▶ _Work to do_
Copy the items below word for word, omitting the pictures from your output.

Bounding box annotation entries:
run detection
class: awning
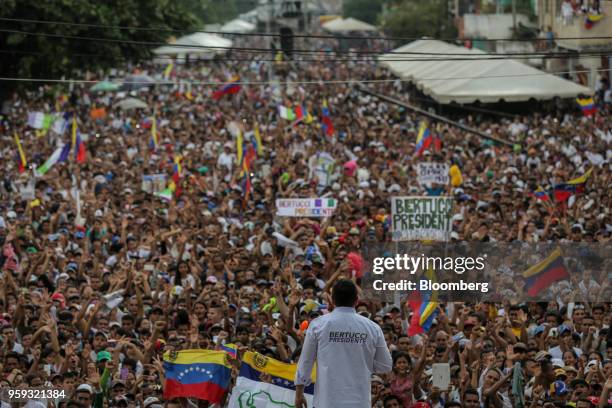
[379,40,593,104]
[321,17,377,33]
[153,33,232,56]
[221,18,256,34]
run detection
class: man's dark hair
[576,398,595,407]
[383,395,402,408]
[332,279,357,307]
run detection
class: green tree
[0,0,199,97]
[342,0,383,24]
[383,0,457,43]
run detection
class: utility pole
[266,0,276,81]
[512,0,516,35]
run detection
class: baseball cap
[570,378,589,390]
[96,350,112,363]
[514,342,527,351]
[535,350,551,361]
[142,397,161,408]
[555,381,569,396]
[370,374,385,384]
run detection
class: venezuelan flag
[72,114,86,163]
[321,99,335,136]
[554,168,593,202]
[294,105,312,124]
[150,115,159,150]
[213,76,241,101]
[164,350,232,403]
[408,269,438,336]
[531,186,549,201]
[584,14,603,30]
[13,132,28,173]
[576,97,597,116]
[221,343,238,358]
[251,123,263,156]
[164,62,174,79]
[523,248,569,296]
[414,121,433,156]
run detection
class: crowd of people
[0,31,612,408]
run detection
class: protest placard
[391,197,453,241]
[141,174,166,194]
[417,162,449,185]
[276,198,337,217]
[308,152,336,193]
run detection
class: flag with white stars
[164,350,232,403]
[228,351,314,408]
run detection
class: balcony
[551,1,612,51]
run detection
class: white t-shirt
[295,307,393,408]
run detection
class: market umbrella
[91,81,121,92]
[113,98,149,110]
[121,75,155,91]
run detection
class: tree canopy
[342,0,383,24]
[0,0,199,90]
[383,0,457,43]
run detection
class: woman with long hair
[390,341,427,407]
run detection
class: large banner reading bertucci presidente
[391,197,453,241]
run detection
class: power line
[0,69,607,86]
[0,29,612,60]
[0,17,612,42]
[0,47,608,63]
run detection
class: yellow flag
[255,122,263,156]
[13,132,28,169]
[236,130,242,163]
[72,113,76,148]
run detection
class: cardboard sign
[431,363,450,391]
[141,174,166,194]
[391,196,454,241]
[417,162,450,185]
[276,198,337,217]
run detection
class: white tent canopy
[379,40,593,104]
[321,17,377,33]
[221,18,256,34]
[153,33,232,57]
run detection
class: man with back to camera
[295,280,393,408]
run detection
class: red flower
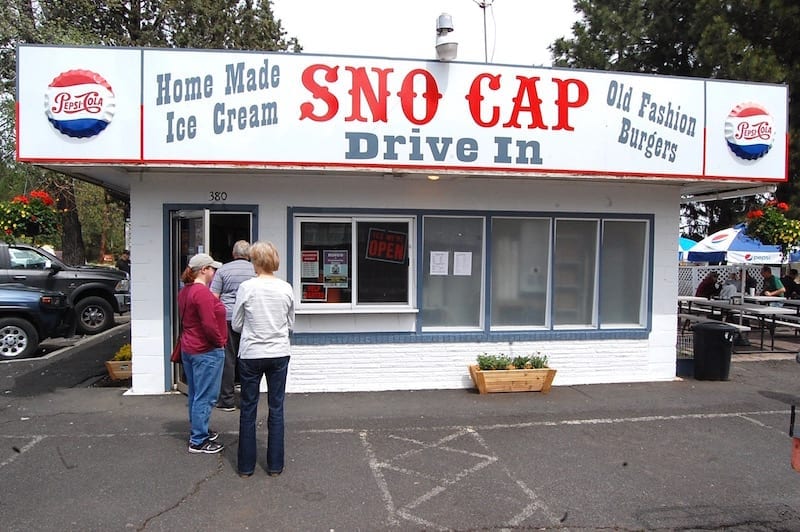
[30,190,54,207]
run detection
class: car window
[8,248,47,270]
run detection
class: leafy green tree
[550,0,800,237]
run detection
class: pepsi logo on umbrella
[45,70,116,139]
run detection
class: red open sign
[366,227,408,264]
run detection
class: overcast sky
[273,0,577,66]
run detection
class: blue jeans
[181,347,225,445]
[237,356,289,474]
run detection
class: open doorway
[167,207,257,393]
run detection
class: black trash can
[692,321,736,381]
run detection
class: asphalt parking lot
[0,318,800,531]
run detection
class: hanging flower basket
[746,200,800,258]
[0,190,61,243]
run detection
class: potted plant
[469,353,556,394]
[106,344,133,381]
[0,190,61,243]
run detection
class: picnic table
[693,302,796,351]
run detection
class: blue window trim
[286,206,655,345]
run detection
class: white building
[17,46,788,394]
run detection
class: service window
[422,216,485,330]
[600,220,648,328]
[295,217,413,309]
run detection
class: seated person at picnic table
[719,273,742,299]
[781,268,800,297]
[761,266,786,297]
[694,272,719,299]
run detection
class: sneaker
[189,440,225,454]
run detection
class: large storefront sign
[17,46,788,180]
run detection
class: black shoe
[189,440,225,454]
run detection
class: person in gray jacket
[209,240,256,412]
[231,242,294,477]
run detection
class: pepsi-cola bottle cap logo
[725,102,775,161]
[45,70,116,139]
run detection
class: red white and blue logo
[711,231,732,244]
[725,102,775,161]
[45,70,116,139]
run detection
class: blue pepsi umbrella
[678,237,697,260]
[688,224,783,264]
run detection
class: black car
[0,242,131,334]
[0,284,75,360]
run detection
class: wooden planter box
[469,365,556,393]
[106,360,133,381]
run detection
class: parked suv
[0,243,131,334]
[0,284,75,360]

▶ _Exercise solution_
run detection
class: awning
[379,40,593,104]
[321,17,377,33]
[153,33,232,56]
[221,18,256,34]
run detection
class: man's dark hair
[576,398,595,407]
[383,395,402,408]
[332,279,357,307]
run detection
class: green tree
[0,0,199,97]
[342,0,383,24]
[383,0,457,43]
run detection
class: utility pole
[266,0,276,81]
[512,0,516,35]
run detection
class: baseball cap
[570,378,589,390]
[96,350,112,363]
[514,342,527,351]
[535,350,551,361]
[142,397,161,408]
[555,381,569,396]
[370,374,385,384]
run detection
class: venezuelan flag
[72,114,86,163]
[321,99,335,136]
[554,168,593,202]
[294,105,312,124]
[150,115,159,150]
[213,76,241,101]
[164,350,232,403]
[408,269,438,336]
[531,186,549,201]
[584,14,603,30]
[13,132,28,173]
[576,97,597,116]
[221,343,238,358]
[251,123,263,156]
[164,62,174,79]
[523,248,569,296]
[414,121,433,156]
run detection
class: crowd of people
[0,31,612,408]
run detection
class: protest placard
[391,197,453,241]
[141,174,166,194]
[417,162,449,185]
[276,198,337,217]
[308,152,336,193]
run detection
class: flag with white stars
[164,350,232,403]
[228,351,314,408]
run detection
class: balcony
[551,1,612,51]
run detection
class: white t-shirt
[295,307,393,408]
run detection
class: market umbrella
[91,81,121,92]
[113,98,149,110]
[121,75,155,91]
run detection
class: tree canopy
[342,0,383,24]
[0,0,199,90]
[383,0,457,43]
run detection
class: woman with long hair
[390,341,427,407]
run detection
class: large banner reading bertucci presidente
[391,197,453,241]
run detection
class: power line
[0,69,607,86]
[0,29,612,60]
[0,17,612,42]
[0,47,608,63]
run detection
class: yellow flag
[255,122,263,156]
[13,132,28,169]
[236,130,242,163]
[72,113,76,148]
run detection
class: cardboard sign
[431,363,450,391]
[141,174,166,194]
[391,196,454,241]
[417,162,450,185]
[276,198,337,217]
run detection
class: white tent canopy
[379,40,593,104]
[321,17,377,33]
[221,18,256,34]
[153,33,232,57]
run detection
class: man with back to camera
[295,280,393,408]
run detection
class: red flower
[30,190,54,207]
run detection
class: car window
[8,248,47,270]
run detection
class: leafy green tree
[550,0,800,237]
run detection
class: pepsi logo on umbrella
[45,70,116,139]
run detection
class: red open sign
[366,227,408,264]
run detection
class: overcast sky
[273,0,577,66]
run detection
class: blue jeans
[181,347,225,445]
[237,356,289,474]
run detection
class: open doorway
[167,207,257,393]
run detection
class: black trash can
[692,321,736,381]
run detection
class: asphalt parking lot
[0,318,800,531]
run detection
class: hanging flower basket
[746,200,800,258]
[0,190,61,243]
run detection
class: potted plant
[469,353,556,394]
[106,344,133,381]
[0,190,61,243]
run detection
class: picnic table
[693,302,796,351]
run detection
class: blue window trim
[286,206,655,345]
run detection
class: white building
[17,46,788,394]
run detection
class: service window
[422,216,485,330]
[600,220,648,328]
[295,217,413,309]
run detection
class: seated person at picnic table
[719,273,742,299]
[781,268,800,297]
[761,266,786,297]
[694,272,719,299]
run detection
class: sneaker
[189,440,225,454]
run detection
class: large storefront sign
[17,46,788,180]
run detection
class: black shoe
[189,440,225,454]
run detection
class: person in gray jacket
[209,240,256,412]
[231,242,294,477]
run detection
class: pepsi-cola bottle cap logo
[725,102,775,161]
[45,70,116,139]
run detection
class: red white and blue logo
[711,231,732,244]
[725,102,775,161]
[45,70,116,139]
run detection
class: blue pepsi umbrella
[678,237,697,260]
[688,224,783,264]
run detection
class: black car
[0,242,131,334]
[0,284,75,360]
run detection
class: wooden planter box
[469,365,556,393]
[106,360,133,381]
run detection
class: parked suv
[0,243,131,334]
[0,284,75,360]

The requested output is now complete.